Aim of the task:
From the rows below, pick out every line that contains the word "distant" and copy each one. Letter case matters.
## start
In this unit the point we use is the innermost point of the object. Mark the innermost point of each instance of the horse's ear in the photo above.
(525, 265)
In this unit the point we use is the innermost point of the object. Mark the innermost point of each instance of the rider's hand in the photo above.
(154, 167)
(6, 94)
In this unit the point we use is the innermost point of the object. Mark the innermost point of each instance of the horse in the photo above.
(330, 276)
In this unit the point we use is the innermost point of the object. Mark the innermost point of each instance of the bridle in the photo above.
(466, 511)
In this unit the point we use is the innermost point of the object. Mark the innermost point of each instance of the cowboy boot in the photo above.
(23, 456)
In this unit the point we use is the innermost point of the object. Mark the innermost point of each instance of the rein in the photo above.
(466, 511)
## end
## start
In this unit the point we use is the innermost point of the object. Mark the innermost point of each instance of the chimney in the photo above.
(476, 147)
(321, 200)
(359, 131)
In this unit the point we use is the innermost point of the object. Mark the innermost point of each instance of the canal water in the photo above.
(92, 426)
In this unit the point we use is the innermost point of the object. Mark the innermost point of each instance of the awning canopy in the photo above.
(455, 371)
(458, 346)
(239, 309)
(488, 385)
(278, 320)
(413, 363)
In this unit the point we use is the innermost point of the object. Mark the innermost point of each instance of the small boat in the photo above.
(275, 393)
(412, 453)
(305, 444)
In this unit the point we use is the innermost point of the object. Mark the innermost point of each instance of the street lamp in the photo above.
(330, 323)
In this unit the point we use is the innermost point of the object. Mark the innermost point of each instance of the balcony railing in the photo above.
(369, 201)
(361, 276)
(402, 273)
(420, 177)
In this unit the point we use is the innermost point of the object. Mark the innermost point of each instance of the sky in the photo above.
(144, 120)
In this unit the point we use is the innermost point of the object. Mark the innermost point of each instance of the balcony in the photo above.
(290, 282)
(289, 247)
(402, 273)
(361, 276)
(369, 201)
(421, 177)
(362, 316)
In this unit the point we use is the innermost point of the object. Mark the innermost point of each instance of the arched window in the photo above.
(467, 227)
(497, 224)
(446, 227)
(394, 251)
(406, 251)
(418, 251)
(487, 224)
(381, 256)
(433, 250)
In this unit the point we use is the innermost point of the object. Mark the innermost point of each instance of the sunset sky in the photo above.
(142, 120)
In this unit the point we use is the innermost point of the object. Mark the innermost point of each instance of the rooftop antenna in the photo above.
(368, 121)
## end
## start
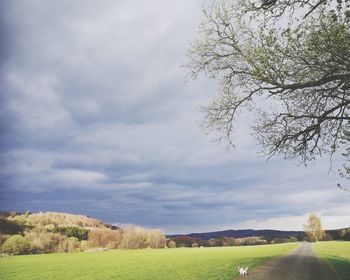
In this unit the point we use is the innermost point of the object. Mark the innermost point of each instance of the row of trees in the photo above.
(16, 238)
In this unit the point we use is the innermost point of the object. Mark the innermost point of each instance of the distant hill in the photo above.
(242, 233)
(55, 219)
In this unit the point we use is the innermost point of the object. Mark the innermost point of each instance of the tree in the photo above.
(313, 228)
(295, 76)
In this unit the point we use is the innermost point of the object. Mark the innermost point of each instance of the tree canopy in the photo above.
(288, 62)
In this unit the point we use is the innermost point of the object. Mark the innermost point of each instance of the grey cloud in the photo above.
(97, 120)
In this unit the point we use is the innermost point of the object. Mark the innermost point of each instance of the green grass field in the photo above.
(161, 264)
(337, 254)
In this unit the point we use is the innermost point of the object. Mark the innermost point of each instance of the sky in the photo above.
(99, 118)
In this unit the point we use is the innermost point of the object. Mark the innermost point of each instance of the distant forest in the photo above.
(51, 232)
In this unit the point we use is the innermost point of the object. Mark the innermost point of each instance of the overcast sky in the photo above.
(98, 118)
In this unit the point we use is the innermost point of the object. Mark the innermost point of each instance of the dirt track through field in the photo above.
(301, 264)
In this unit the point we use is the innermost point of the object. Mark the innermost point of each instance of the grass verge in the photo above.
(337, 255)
## end
Result for this exercise:
In this unit the point we use is the innermost point of the object. Mark the innermost point of each instance of the distant hill in the photo above.
In this unit the point we use is the innermost point of the object. Mark the innermost point of each instance of the distant forest in the photo above.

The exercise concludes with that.